Source extract:
====================

Bringing Home Baby When You Have Pets

Bringing Home Baby When You Have Pets

Prepare your pet in advance to make baby’s homecoming safe.

Are you worried about introducing your babies? There’s your new baby – the one coming home from the hospital. And then there’s your other baby – the one of the four-legged variety.

Maybe your dog is used to taking a walk with you first thing in the morning. Maybe your cat wakes you up by snuggling beside you and purring. Suddenly the routine changes. Your mate starts walking the dog while you tend to the baby. Your cat wonders what happened to snuggle time. Your pet thanks you by leaving a big wet spot on the nursery carpet.

Although this “acting out” by your pet can be annoying, the bigger concern is your baby”s safety. Preparing your pet in advance can help make your home a safer place for your infant.

Preparing for a safe transition

Keep baby’s homecoming safe by planning ahead:

  • Change your pet’s routine gradually. Take turns with your husband, walking the dog on alternate days, until your spouse can take over completely. Move your cat’s cuddle time to a less-hectic time of day.
  • Familiarize your pet with babies. Rub baby lotion on your hands before playtime. Play recordings of crying babies. Let your dog observe a friend’s baby from a short distance while on his leash.

====================

Information supplied:
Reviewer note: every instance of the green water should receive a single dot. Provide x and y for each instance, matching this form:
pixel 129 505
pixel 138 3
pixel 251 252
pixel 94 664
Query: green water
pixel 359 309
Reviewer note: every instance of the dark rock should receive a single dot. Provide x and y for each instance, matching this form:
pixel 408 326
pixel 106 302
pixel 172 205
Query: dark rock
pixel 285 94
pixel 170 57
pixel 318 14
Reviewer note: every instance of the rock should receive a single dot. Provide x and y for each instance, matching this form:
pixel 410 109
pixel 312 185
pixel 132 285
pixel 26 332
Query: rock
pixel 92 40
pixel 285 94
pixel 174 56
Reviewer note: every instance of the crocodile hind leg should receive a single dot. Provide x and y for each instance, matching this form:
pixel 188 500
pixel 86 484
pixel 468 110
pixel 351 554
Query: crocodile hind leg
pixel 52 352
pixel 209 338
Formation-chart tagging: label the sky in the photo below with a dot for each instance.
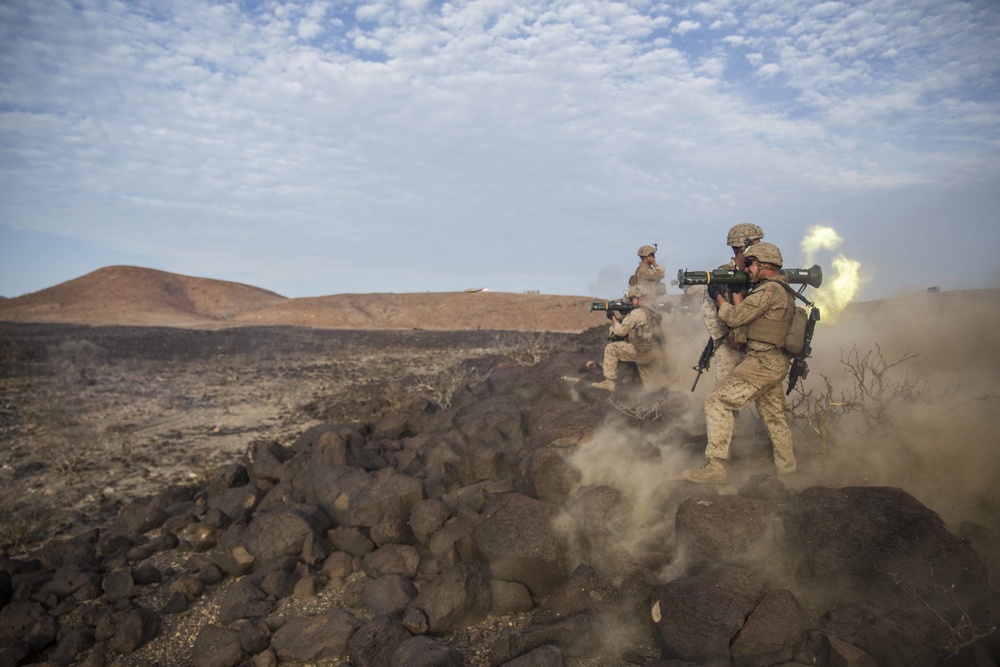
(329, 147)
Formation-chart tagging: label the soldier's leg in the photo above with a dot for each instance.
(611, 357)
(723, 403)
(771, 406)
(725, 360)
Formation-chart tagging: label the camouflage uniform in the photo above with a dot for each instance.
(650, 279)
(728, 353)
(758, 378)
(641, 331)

====================

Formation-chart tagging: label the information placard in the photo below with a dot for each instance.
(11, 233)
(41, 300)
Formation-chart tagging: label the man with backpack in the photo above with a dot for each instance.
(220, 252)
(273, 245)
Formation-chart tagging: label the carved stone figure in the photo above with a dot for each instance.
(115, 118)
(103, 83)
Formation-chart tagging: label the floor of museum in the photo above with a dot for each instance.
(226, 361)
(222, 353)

====================

Parts of the exercise:
1 - Do these statements agree with the article on pets and a new baby? Answer yes or no for each, quoting the article's deciding words. (a) The article suggests rubbing baby lotion on your hands before playtime. (b) The article advises changing your pet's routine all at once. (c) The article recommends letting your dog watch a friend's baby while off the leash.
2 - Can you extend the article on pets and a new baby from the point where it stops?
Nothing in the material is needed here.

Task-by-task answers:
1 -
(a) Yes: "Rub baby lotion on your hands before playtime."
(b) No: "Change your pet’s routine gradually."
(c) No: "Let your dog observe a friend’s baby from a short distance while on his leash."

2 -
  • Start using pet gates in areas that will be off-limits. Doing this now will keep your dog from “blaming” the baby for his new boundaries.
  • Keep your pet off baby’s furniture. Some dogs are able to jump in the crib or bassinette. Cats like to curl up next to a warm body – a suffocation hazard for baby. Put double-stick tape on crib rails, bassinettes and changing tables until you bring baby home. Once your pet gets stuck a few times, he’ll lose interest and you can remove it.
  • Visit the vet. Make sure your pets have all their shots. If you haven’t already, have your pet spayed or neutered. This may reduce aggression in dogs.
  • Take your dog to obedience school. Teach him to sit, stay, come and “keep out.” Even the friendliest dog can become overenthusiastic and accidentally injure a baby.

Introducing your babies

  • Have your partner bring one of your baby’s blankets home from the hospital. Let your pet sniff it so he’s familiar with the baby’s scent ahead of time.
  • When you come home, let your mate hold the baby while you greet your cat or dog. Place your dog on a leash so he can see baby from a few feet away.
  • Give your pet treats to reward good behavior. Increase contact with the baby gradually. Better to be safe and take it slow than to assume all is well when it’s not.
  • Always supervise your pet when he is near the baby. Don’t ever leave them alone – even for a few seconds.
  • Always shut the nursery door when baby is sleeping and make sure no pets are inside.

When to worry

Be careful if your dog is from a “high-prey drive” breed (those who chase and kill small animals). If he’s unfamiliar with infants, he may mistake a crying baby for wounded prey.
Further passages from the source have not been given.